Exercise goal: Write out again the lines of the items below, starting with the line that contains "cardigan, each point like" and going on through the end of the items, requests included. Multiply every x,y coordinate in the answers by 0.65 and round to whole numbers, halves up, but leave the numbers in the requests and their sample points unchanged.

Task material:
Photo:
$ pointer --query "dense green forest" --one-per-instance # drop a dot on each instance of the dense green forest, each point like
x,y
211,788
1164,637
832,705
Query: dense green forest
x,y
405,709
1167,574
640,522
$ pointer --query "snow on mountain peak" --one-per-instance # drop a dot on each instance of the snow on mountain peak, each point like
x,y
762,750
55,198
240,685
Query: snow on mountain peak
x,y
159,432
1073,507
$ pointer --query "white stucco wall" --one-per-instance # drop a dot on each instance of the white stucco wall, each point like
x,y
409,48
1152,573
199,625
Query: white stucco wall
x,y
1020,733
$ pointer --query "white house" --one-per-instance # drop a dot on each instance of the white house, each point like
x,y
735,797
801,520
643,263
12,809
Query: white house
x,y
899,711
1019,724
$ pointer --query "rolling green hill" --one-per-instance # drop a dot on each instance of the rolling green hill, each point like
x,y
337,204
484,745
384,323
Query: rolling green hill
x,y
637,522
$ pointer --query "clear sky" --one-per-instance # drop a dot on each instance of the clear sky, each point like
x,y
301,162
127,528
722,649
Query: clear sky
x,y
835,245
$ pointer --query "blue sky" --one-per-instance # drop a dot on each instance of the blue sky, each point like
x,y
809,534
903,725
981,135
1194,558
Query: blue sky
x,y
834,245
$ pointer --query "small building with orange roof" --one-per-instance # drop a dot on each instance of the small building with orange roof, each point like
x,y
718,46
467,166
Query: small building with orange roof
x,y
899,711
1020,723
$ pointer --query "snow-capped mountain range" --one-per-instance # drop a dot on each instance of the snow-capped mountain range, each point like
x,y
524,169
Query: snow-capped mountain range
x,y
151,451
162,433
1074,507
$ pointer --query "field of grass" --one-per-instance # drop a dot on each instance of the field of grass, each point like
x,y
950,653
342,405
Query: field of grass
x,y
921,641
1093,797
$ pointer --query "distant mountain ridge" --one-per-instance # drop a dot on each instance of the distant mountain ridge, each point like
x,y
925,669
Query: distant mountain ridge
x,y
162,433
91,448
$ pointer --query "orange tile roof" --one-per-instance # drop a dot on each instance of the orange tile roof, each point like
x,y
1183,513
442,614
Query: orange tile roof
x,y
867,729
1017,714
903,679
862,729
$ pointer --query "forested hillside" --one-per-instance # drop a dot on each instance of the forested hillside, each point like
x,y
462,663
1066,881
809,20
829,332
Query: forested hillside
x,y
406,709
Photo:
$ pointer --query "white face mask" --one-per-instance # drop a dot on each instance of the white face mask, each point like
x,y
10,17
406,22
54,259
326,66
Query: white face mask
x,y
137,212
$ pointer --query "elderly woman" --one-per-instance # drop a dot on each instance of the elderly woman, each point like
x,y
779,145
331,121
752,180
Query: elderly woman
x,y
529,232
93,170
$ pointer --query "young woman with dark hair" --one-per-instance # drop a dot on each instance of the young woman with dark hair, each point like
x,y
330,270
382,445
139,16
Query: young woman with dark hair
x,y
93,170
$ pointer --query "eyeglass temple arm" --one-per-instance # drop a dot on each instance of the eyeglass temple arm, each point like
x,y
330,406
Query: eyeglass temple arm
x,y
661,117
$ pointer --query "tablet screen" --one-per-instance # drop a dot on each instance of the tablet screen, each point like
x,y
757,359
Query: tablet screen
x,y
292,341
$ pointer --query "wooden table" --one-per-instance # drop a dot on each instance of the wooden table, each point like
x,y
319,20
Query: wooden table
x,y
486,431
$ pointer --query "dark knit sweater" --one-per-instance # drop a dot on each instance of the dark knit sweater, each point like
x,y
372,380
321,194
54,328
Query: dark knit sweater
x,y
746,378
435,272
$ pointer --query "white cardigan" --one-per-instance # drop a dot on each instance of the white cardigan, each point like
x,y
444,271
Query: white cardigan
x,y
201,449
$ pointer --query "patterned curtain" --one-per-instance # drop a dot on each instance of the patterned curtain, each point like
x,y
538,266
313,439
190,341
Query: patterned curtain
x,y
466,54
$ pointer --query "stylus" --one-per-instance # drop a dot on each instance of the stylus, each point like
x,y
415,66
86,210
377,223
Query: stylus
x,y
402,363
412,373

Result of the exercise:
$ pointer --query "white cardigan" --one-per-instance # drop a dot on each instance of the white cardigan, each point like
x,y
444,271
Query: white cardigan
x,y
131,292
$ pointer --query "patterned curtain" --one-per-instance # drop a dot on each instance of the patterned curtain, each point like
x,y
538,266
313,439
190,341
Query: patterned curtain
x,y
303,35
$ pointer --query "stylus" --one-per-instance # drop a dot on each instance of the stylus, each point like
x,y
415,66
86,210
377,223
Query: stylus
x,y
261,236
268,242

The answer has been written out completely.